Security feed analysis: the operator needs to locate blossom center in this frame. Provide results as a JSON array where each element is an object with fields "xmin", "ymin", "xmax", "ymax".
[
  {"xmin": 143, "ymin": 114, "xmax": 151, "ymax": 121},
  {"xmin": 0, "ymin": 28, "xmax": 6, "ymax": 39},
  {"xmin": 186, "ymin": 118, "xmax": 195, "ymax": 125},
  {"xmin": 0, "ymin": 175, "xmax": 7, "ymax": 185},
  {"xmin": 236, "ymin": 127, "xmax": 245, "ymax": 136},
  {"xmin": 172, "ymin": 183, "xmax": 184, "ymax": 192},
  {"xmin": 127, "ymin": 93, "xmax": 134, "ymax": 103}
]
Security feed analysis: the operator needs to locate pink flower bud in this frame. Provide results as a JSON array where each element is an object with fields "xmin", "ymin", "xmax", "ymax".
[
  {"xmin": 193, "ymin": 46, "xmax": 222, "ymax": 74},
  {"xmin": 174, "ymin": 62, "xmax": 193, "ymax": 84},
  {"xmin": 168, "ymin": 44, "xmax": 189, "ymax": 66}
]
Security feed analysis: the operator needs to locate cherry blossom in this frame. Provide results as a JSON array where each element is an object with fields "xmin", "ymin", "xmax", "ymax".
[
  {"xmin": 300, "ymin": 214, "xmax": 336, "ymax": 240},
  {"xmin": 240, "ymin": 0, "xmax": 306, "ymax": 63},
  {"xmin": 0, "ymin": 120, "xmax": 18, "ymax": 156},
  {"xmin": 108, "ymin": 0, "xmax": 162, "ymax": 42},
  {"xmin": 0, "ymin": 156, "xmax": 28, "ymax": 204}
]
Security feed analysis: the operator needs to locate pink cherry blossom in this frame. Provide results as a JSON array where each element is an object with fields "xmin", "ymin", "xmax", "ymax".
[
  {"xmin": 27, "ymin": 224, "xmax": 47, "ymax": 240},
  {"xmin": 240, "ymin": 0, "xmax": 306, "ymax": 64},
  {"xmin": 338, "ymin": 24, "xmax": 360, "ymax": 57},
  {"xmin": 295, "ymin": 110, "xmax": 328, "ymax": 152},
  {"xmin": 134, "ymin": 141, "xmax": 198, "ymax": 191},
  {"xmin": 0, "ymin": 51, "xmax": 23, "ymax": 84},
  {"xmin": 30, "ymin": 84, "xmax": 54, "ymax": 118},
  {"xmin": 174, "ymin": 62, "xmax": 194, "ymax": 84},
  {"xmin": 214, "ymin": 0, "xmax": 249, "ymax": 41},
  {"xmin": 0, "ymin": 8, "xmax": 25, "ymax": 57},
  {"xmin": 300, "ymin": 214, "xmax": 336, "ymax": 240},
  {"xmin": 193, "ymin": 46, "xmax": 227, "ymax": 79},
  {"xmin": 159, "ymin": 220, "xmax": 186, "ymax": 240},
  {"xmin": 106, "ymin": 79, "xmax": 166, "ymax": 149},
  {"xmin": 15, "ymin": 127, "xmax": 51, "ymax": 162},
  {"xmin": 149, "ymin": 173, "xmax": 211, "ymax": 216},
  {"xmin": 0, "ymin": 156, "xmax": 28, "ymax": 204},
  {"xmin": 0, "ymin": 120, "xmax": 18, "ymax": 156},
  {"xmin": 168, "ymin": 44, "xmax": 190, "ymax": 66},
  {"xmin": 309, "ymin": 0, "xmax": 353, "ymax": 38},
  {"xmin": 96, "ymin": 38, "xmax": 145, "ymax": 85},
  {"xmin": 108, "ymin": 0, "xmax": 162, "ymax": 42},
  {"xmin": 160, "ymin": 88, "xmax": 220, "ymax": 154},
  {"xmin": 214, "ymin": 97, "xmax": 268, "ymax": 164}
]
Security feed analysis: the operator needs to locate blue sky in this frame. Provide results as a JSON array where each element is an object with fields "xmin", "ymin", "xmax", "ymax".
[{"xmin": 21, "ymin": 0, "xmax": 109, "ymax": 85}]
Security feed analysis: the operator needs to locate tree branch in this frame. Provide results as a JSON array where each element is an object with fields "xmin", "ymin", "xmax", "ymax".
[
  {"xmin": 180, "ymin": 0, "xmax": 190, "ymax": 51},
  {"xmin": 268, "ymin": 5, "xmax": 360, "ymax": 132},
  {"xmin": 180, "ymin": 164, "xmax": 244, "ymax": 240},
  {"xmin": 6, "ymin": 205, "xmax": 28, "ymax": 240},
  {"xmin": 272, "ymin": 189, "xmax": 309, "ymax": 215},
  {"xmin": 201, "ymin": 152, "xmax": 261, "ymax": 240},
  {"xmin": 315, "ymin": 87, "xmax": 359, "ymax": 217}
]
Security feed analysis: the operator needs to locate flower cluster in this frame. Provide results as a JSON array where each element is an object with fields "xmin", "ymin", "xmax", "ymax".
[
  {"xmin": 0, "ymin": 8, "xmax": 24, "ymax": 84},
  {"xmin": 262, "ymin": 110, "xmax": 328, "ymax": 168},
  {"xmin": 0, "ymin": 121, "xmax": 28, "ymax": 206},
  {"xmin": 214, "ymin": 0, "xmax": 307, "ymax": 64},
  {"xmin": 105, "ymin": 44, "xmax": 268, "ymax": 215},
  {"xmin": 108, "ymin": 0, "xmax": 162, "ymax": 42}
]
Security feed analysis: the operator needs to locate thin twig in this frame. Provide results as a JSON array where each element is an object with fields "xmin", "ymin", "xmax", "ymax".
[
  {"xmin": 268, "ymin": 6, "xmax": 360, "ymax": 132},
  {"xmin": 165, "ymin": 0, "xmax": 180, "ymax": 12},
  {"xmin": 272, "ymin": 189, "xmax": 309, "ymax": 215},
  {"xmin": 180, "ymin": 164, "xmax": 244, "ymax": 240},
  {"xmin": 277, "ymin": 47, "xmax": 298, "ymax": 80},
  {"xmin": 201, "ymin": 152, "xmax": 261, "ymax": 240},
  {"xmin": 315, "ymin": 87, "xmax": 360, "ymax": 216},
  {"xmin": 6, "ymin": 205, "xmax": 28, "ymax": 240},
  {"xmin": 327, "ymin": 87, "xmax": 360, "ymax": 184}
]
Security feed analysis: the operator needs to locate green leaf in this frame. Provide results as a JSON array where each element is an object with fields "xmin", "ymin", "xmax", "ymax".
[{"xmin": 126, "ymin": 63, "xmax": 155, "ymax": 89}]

════

* WORK TASK:
A word-for-word copy of the data is what should be returned.

* ANSWER SECTION:
Security feed analysis: the operator needs to locate blossom center in this frame. Provide results as a JSON array where each element is an object with fields "xmin", "ymin", "xmax", "ymax".
[
  {"xmin": 143, "ymin": 114, "xmax": 151, "ymax": 121},
  {"xmin": 0, "ymin": 28, "xmax": 6, "ymax": 39},
  {"xmin": 186, "ymin": 118, "xmax": 195, "ymax": 125},
  {"xmin": 0, "ymin": 175, "xmax": 7, "ymax": 185},
  {"xmin": 236, "ymin": 127, "xmax": 245, "ymax": 136},
  {"xmin": 172, "ymin": 183, "xmax": 184, "ymax": 192},
  {"xmin": 127, "ymin": 93, "xmax": 134, "ymax": 103}
]
Security feed analysis: the operator needs to locate pink flower bud in this frame. Provide results as a JSON array where each element is an object with fields "xmin", "ymin", "xmax", "ymax".
[
  {"xmin": 193, "ymin": 46, "xmax": 222, "ymax": 74},
  {"xmin": 174, "ymin": 62, "xmax": 193, "ymax": 84},
  {"xmin": 168, "ymin": 44, "xmax": 189, "ymax": 66}
]
Security feed analysis: the operator needs to locate cherry blossom in this frame. Provide results as a JSON array where each element is an object with fields "xmin", "ymin", "xmax", "ymax".
[
  {"xmin": 300, "ymin": 214, "xmax": 336, "ymax": 240},
  {"xmin": 240, "ymin": 0, "xmax": 306, "ymax": 63},
  {"xmin": 0, "ymin": 120, "xmax": 18, "ymax": 156},
  {"xmin": 108, "ymin": 0, "xmax": 162, "ymax": 42},
  {"xmin": 0, "ymin": 156, "xmax": 28, "ymax": 204}
]
Security feed analysis: the operator needs to locate pink cherry blossom in this frame. Provide results as a JSON array where each element is an object with fields "xmin", "ymin", "xmax", "ymax".
[
  {"xmin": 27, "ymin": 224, "xmax": 47, "ymax": 240},
  {"xmin": 240, "ymin": 0, "xmax": 306, "ymax": 64},
  {"xmin": 338, "ymin": 24, "xmax": 360, "ymax": 57},
  {"xmin": 295, "ymin": 110, "xmax": 328, "ymax": 152},
  {"xmin": 134, "ymin": 141, "xmax": 198, "ymax": 191},
  {"xmin": 0, "ymin": 51, "xmax": 23, "ymax": 84},
  {"xmin": 30, "ymin": 84, "xmax": 54, "ymax": 118},
  {"xmin": 174, "ymin": 62, "xmax": 194, "ymax": 84},
  {"xmin": 214, "ymin": 0, "xmax": 249, "ymax": 41},
  {"xmin": 0, "ymin": 8, "xmax": 25, "ymax": 57},
  {"xmin": 300, "ymin": 214, "xmax": 336, "ymax": 240},
  {"xmin": 193, "ymin": 46, "xmax": 227, "ymax": 79},
  {"xmin": 159, "ymin": 220, "xmax": 186, "ymax": 240},
  {"xmin": 106, "ymin": 79, "xmax": 166, "ymax": 149},
  {"xmin": 15, "ymin": 127, "xmax": 51, "ymax": 162},
  {"xmin": 149, "ymin": 173, "xmax": 211, "ymax": 216},
  {"xmin": 0, "ymin": 156, "xmax": 28, "ymax": 204},
  {"xmin": 0, "ymin": 120, "xmax": 18, "ymax": 156},
  {"xmin": 168, "ymin": 44, "xmax": 190, "ymax": 66},
  {"xmin": 309, "ymin": 0, "xmax": 353, "ymax": 38},
  {"xmin": 96, "ymin": 38, "xmax": 145, "ymax": 85},
  {"xmin": 108, "ymin": 0, "xmax": 162, "ymax": 42},
  {"xmin": 160, "ymin": 88, "xmax": 220, "ymax": 154},
  {"xmin": 214, "ymin": 97, "xmax": 268, "ymax": 164}
]
Security feed analysis: the operator needs to locate blue sky in this frame. Provide results as a JSON array where each element is an object with fields "xmin", "ymin", "xmax", "ymax".
[{"xmin": 21, "ymin": 0, "xmax": 109, "ymax": 85}]
Security feed analysis: the operator needs to locate tree branch in this frame. Provide results as a JSON array where each element is an object with fields "xmin", "ymin", "xmax", "ymax".
[
  {"xmin": 180, "ymin": 0, "xmax": 190, "ymax": 51},
  {"xmin": 268, "ymin": 5, "xmax": 360, "ymax": 132},
  {"xmin": 180, "ymin": 164, "xmax": 244, "ymax": 240},
  {"xmin": 6, "ymin": 205, "xmax": 28, "ymax": 240},
  {"xmin": 272, "ymin": 189, "xmax": 309, "ymax": 215},
  {"xmin": 201, "ymin": 152, "xmax": 261, "ymax": 240},
  {"xmin": 315, "ymin": 87, "xmax": 359, "ymax": 217}
]
Security feed analysis: the operator needs to locate flower cluster in this frame. Provide results as a JSON array where each element is an object with fields "xmin", "ymin", "xmax", "ymax".
[
  {"xmin": 0, "ymin": 8, "xmax": 24, "ymax": 84},
  {"xmin": 262, "ymin": 110, "xmax": 328, "ymax": 168},
  {"xmin": 0, "ymin": 121, "xmax": 28, "ymax": 206},
  {"xmin": 214, "ymin": 0, "xmax": 307, "ymax": 64},
  {"xmin": 105, "ymin": 44, "xmax": 268, "ymax": 215},
  {"xmin": 108, "ymin": 0, "xmax": 162, "ymax": 42}
]
Security feed analysis: the operator needs to locate thin twig in this frame. Provide results as a JSON array where each element is an object with fields "xmin", "ymin", "xmax", "ymax".
[
  {"xmin": 268, "ymin": 6, "xmax": 360, "ymax": 132},
  {"xmin": 165, "ymin": 0, "xmax": 180, "ymax": 12},
  {"xmin": 272, "ymin": 189, "xmax": 309, "ymax": 215},
  {"xmin": 180, "ymin": 164, "xmax": 244, "ymax": 240},
  {"xmin": 277, "ymin": 47, "xmax": 298, "ymax": 80},
  {"xmin": 201, "ymin": 152, "xmax": 261, "ymax": 240},
  {"xmin": 315, "ymin": 87, "xmax": 360, "ymax": 216},
  {"xmin": 6, "ymin": 205, "xmax": 28, "ymax": 240},
  {"xmin": 327, "ymin": 87, "xmax": 360, "ymax": 184}
]
Security feed analysis: the operator needs to locate green leaf in this frame. Provide results as a JSON array where each element is an object with fields "xmin", "ymin", "xmax", "ymax".
[{"xmin": 126, "ymin": 63, "xmax": 155, "ymax": 89}]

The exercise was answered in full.